### DATASET ROWS

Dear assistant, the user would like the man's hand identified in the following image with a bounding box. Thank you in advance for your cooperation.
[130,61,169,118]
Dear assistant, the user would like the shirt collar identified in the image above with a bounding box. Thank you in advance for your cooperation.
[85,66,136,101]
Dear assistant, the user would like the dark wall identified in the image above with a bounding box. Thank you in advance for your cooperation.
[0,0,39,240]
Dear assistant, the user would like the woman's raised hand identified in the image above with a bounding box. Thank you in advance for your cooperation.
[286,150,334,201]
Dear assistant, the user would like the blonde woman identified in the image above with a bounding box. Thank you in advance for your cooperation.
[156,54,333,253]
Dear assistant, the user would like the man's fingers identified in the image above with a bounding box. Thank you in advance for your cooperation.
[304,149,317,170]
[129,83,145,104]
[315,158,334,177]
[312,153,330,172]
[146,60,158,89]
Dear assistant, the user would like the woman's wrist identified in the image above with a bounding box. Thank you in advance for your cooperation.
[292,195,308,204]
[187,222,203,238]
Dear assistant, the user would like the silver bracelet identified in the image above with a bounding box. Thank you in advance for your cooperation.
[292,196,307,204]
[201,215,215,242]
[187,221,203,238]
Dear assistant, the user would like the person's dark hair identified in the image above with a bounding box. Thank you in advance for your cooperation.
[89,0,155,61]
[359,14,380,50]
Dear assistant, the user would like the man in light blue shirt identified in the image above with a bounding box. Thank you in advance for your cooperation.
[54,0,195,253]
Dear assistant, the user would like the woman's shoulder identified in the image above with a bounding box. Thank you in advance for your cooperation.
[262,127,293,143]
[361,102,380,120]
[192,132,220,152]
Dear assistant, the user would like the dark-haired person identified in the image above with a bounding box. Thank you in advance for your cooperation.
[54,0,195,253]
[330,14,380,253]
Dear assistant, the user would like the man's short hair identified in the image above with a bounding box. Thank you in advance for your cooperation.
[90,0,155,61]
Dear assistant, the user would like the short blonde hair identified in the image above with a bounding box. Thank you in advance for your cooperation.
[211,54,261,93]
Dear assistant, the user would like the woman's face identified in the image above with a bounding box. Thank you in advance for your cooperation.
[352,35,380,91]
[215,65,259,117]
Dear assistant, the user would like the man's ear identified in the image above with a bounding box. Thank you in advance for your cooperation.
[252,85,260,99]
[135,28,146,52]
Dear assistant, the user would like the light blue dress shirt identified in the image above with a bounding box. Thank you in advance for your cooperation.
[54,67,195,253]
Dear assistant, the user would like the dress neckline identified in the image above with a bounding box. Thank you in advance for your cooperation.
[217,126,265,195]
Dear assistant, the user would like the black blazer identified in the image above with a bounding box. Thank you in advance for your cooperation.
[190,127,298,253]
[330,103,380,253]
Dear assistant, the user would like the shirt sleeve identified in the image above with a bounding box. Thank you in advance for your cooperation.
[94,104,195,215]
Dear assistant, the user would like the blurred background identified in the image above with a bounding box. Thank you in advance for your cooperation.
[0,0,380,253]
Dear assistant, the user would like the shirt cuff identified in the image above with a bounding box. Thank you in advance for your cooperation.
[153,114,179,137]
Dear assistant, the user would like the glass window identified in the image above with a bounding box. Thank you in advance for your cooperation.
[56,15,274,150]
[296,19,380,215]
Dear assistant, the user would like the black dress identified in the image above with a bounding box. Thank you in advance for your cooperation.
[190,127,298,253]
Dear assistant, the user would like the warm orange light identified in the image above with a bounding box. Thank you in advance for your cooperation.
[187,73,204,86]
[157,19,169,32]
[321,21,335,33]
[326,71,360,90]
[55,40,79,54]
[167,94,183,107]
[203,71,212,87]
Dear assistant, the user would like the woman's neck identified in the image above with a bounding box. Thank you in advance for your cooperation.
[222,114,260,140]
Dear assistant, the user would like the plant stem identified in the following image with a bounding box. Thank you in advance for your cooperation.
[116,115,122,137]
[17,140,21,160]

### REQUIREMENTS
Echo the material between the line holding "Dear assistant, the user would like the man's ear" and the line holding "[222,114,260,140]", inclusive.

### SOLVED EXERCISE
Dear assistant, the user would like the man's ear identified in the image above with a bounding box. Thank you in advance for your cooperation.
[252,85,260,99]
[135,28,146,52]
Dear assistant, the user would like the light blue dress shirt identified in the image above with a bounding box. Thank you in advance for your cooperation.
[54,67,195,253]
Dear assistant, the user would like the dress neckline identified in the image above with a bounding box. Thank you in advance for your cooperation.
[217,126,265,195]
Dear assistant, the user would like the black blazer identified in the image above with a bounding box. Thank you in advance for your cooperation.
[190,127,298,253]
[330,103,380,253]
Dear assistant, the user would like the shirt sleeve identified in the image above with a bounding box. Thank you in advance for your cooperation.
[94,104,195,215]
Dear assistant, the user would like the blurred background identified in the image above with a bounding box. Thank you in advance for your cooperation.
[0,0,380,253]
Dear assistant, the user would like the shirt cuff identified in the image above with a bounding box. Thank you in advance for your cooperation.
[153,114,179,137]
Dear assistant, the user would like the glass window identified in the image above with a bounding box. Thank you in advance for your cooperation.
[56,15,274,150]
[296,19,380,215]
Dear assistant, the user would like the black dress identified in the image above with a bounding box. Thank you in advance for your cooperation.
[190,127,298,253]
Dear assistant, the user would like the warm orange light identified in the image above with a bounding box. Thank you in advance for your cooperation.
[187,73,204,86]
[157,19,169,32]
[321,21,335,33]
[326,71,360,90]
[55,40,79,54]
[167,94,183,107]
[203,71,212,87]
Dear assistant, the user would like the woman's neck identified in the image above with a bounding box. Thank you in advance for your cooperation.
[222,114,260,140]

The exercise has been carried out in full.